=== Information provided ===
::::::::

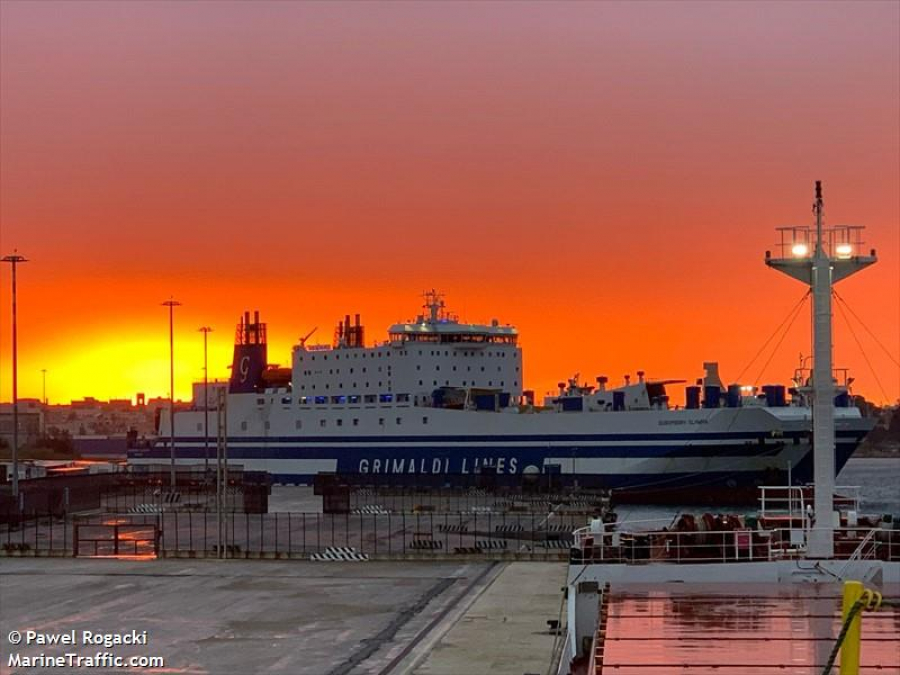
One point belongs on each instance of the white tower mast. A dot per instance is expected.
(834, 256)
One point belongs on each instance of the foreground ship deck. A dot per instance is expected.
(753, 629)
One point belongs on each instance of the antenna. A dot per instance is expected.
(835, 256)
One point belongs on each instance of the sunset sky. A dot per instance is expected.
(605, 176)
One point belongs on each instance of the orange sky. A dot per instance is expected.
(605, 176)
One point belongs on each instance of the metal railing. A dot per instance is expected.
(594, 545)
(423, 535)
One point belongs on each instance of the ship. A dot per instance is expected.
(441, 402)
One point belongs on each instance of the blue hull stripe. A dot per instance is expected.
(533, 438)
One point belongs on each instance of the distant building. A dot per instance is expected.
(31, 420)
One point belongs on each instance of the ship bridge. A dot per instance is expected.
(432, 352)
(436, 324)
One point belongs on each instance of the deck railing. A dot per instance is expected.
(594, 544)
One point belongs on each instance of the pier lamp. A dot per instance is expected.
(171, 304)
(13, 261)
(206, 330)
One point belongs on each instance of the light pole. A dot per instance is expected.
(14, 260)
(206, 330)
(171, 304)
(44, 399)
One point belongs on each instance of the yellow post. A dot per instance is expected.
(853, 591)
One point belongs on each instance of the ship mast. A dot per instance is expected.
(834, 256)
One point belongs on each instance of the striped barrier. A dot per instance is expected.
(339, 553)
(371, 510)
(426, 545)
(492, 544)
(147, 509)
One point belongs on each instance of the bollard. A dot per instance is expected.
(853, 591)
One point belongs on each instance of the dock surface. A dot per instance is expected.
(291, 617)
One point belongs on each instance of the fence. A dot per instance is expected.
(428, 535)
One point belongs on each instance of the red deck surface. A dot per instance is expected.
(748, 629)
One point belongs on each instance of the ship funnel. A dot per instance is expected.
(250, 355)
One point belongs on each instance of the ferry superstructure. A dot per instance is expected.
(442, 400)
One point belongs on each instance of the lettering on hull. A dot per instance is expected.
(438, 465)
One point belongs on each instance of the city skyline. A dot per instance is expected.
(606, 177)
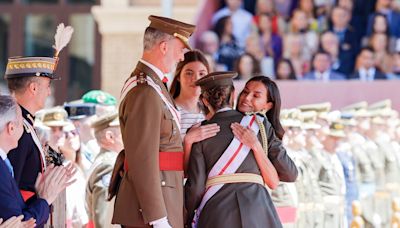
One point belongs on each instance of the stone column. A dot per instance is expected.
(121, 25)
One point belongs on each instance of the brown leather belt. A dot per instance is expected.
(169, 161)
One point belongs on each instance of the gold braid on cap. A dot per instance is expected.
(179, 36)
(262, 128)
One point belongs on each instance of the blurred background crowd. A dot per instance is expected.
(305, 39)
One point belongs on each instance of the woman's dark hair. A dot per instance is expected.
(292, 75)
(273, 96)
(217, 96)
(219, 27)
(117, 174)
(190, 56)
(370, 29)
(256, 64)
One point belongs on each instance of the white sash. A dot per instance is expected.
(38, 144)
(132, 82)
(228, 163)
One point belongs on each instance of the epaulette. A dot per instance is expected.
(26, 128)
(141, 78)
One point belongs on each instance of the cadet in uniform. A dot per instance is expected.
(82, 115)
(108, 136)
(331, 179)
(315, 213)
(345, 155)
(230, 193)
(29, 80)
(286, 195)
(151, 191)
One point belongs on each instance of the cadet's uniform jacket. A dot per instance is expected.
(234, 205)
(97, 188)
(146, 193)
(26, 158)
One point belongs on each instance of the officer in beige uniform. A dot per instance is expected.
(315, 213)
(108, 136)
(331, 179)
(151, 191)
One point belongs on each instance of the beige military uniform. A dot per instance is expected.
(332, 183)
(97, 188)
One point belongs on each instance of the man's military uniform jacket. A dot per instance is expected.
(26, 158)
(146, 193)
(234, 205)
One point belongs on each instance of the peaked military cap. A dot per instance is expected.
(55, 117)
(18, 67)
(79, 110)
(356, 106)
(222, 78)
(178, 29)
(319, 107)
(309, 120)
(381, 105)
(99, 97)
(336, 129)
(108, 120)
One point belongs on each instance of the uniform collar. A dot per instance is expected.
(154, 68)
(27, 115)
(3, 154)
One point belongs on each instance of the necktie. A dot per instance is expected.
(9, 166)
(165, 80)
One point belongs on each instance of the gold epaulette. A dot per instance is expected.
(141, 78)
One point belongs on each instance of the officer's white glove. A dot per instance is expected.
(161, 223)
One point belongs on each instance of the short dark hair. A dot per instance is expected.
(218, 96)
(189, 57)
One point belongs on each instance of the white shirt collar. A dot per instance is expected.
(159, 73)
(3, 154)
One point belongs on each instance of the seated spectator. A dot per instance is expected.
(379, 43)
(322, 68)
(241, 19)
(108, 136)
(284, 70)
(228, 50)
(285, 8)
(247, 67)
(254, 47)
(48, 184)
(342, 59)
(300, 25)
(393, 17)
(209, 43)
(317, 22)
(380, 24)
(366, 69)
(293, 50)
(395, 73)
(278, 24)
(272, 42)
(347, 4)
(348, 41)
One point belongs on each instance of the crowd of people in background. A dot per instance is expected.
(306, 39)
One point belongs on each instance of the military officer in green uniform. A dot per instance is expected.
(109, 138)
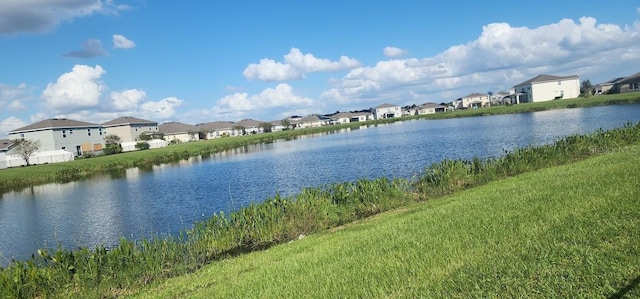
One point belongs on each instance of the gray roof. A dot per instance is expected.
(546, 78)
(5, 144)
(215, 126)
(431, 105)
(128, 120)
(55, 123)
(249, 123)
(176, 127)
(475, 95)
(385, 105)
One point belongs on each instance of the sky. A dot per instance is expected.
(202, 61)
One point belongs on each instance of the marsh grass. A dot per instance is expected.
(20, 177)
(107, 272)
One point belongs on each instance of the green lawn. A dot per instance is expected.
(564, 232)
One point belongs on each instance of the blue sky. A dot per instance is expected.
(95, 60)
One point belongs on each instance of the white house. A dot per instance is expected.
(387, 111)
(474, 100)
(217, 129)
(129, 128)
(54, 134)
(430, 108)
(546, 88)
(179, 132)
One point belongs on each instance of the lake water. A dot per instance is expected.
(169, 198)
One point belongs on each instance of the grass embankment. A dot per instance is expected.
(21, 177)
(564, 232)
(125, 268)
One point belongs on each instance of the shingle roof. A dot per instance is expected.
(128, 120)
(215, 125)
(385, 105)
(55, 123)
(546, 78)
(249, 123)
(176, 127)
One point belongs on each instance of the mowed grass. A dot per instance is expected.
(571, 231)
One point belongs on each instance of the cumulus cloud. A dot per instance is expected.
(163, 109)
(9, 124)
(296, 65)
(393, 52)
(13, 97)
(121, 42)
(128, 99)
(90, 49)
(42, 15)
(80, 88)
(282, 96)
(500, 57)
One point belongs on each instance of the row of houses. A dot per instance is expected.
(546, 88)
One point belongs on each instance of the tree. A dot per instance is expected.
(286, 124)
(25, 148)
(585, 88)
(112, 144)
(266, 127)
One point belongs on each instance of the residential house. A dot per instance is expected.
(5, 145)
(350, 117)
(178, 132)
(546, 88)
(430, 108)
(250, 126)
(129, 128)
(217, 129)
(474, 100)
(387, 111)
(627, 84)
(313, 121)
(54, 134)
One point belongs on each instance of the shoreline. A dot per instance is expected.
(18, 178)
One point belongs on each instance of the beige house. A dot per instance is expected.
(179, 132)
(387, 111)
(474, 100)
(55, 134)
(430, 108)
(129, 128)
(546, 88)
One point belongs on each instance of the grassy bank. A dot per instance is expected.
(109, 272)
(563, 232)
(21, 177)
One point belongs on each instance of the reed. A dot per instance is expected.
(107, 272)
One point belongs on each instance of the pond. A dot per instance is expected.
(168, 198)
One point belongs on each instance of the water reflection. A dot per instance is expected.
(163, 199)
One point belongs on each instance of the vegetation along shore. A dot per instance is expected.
(541, 222)
(21, 177)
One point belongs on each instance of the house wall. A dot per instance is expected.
(388, 112)
(547, 91)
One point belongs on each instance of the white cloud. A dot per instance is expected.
(42, 15)
(296, 65)
(393, 52)
(128, 99)
(90, 48)
(80, 88)
(499, 58)
(161, 110)
(13, 97)
(280, 96)
(9, 124)
(121, 42)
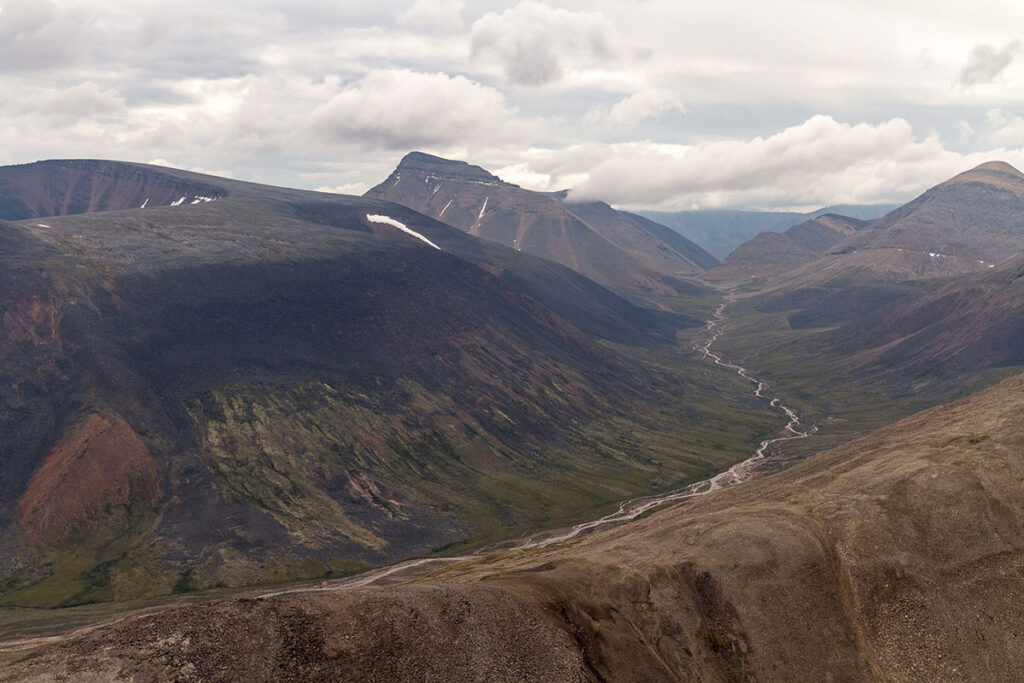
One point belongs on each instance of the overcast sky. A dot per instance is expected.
(644, 103)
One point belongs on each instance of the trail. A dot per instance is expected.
(628, 511)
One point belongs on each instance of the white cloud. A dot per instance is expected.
(638, 107)
(439, 15)
(986, 62)
(819, 162)
(403, 110)
(1007, 131)
(37, 35)
(535, 44)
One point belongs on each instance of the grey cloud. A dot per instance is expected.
(986, 62)
(35, 35)
(534, 43)
(400, 109)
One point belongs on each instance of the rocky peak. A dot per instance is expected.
(436, 167)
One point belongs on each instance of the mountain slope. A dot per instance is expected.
(474, 201)
(895, 557)
(657, 246)
(962, 225)
(339, 381)
(770, 254)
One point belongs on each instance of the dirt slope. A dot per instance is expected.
(897, 557)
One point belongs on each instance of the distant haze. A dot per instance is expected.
(642, 103)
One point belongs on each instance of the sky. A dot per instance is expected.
(666, 104)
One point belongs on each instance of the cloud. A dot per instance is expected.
(35, 35)
(83, 101)
(439, 15)
(1003, 130)
(401, 110)
(357, 188)
(819, 162)
(639, 107)
(534, 44)
(986, 62)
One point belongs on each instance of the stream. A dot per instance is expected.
(629, 510)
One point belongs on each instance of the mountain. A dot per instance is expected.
(239, 384)
(657, 246)
(894, 557)
(942, 334)
(722, 230)
(473, 200)
(772, 253)
(962, 225)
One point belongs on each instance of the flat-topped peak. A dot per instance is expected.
(420, 162)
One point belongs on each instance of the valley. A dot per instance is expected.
(464, 440)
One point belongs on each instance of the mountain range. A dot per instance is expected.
(453, 360)
(623, 252)
(339, 381)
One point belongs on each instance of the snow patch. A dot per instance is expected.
(387, 220)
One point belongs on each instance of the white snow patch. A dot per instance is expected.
(387, 220)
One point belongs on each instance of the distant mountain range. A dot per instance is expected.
(722, 230)
(609, 247)
(965, 224)
(210, 383)
(337, 381)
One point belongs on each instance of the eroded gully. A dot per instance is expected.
(627, 511)
(631, 509)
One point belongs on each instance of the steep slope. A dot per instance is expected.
(895, 557)
(474, 201)
(945, 333)
(338, 381)
(73, 186)
(962, 225)
(657, 246)
(771, 254)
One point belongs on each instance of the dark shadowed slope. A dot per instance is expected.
(770, 254)
(474, 201)
(336, 381)
(895, 557)
(657, 246)
(962, 225)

::::::::

=== What is needed ===
Print exactly the lines from the one with "One point belongs on each instance of the mountain." through the end of the data, inclusive.

=== Response ===
One point belongs on each instance of the mountain. A dot per instance is expected.
(239, 384)
(657, 246)
(894, 557)
(942, 334)
(722, 230)
(473, 200)
(772, 253)
(962, 225)
One point belongs on each instance of the flat-topped peak. A dot per instance is expected.
(420, 162)
One point belongs on each instance of the valley. A dot per instance is expected.
(464, 440)
One point belongs on each instance of the mountain range. A dot per instance is expected.
(453, 360)
(623, 252)
(339, 381)
One point belongs on each instance of the snow patch. A dot per instance is expected.
(387, 220)
One point belongs on each instance of the white snow patch. A dot per instance is expected.
(387, 220)
One point belongs on each instance of the distant mountain range. A dot per instance is expected.
(722, 230)
(609, 247)
(965, 224)
(210, 383)
(337, 381)
One point belongs on each instance of the eroded gully. A dot per instance is expected.
(627, 511)
(631, 509)
One point belongs on each instance of the steep slope. A dot per instance is expected.
(895, 557)
(474, 201)
(945, 333)
(338, 381)
(73, 186)
(962, 225)
(657, 246)
(771, 254)
One point belongs on each instance of the dark shadowed slope. A dot per instance is expected.
(770, 254)
(474, 201)
(336, 381)
(895, 557)
(657, 246)
(962, 225)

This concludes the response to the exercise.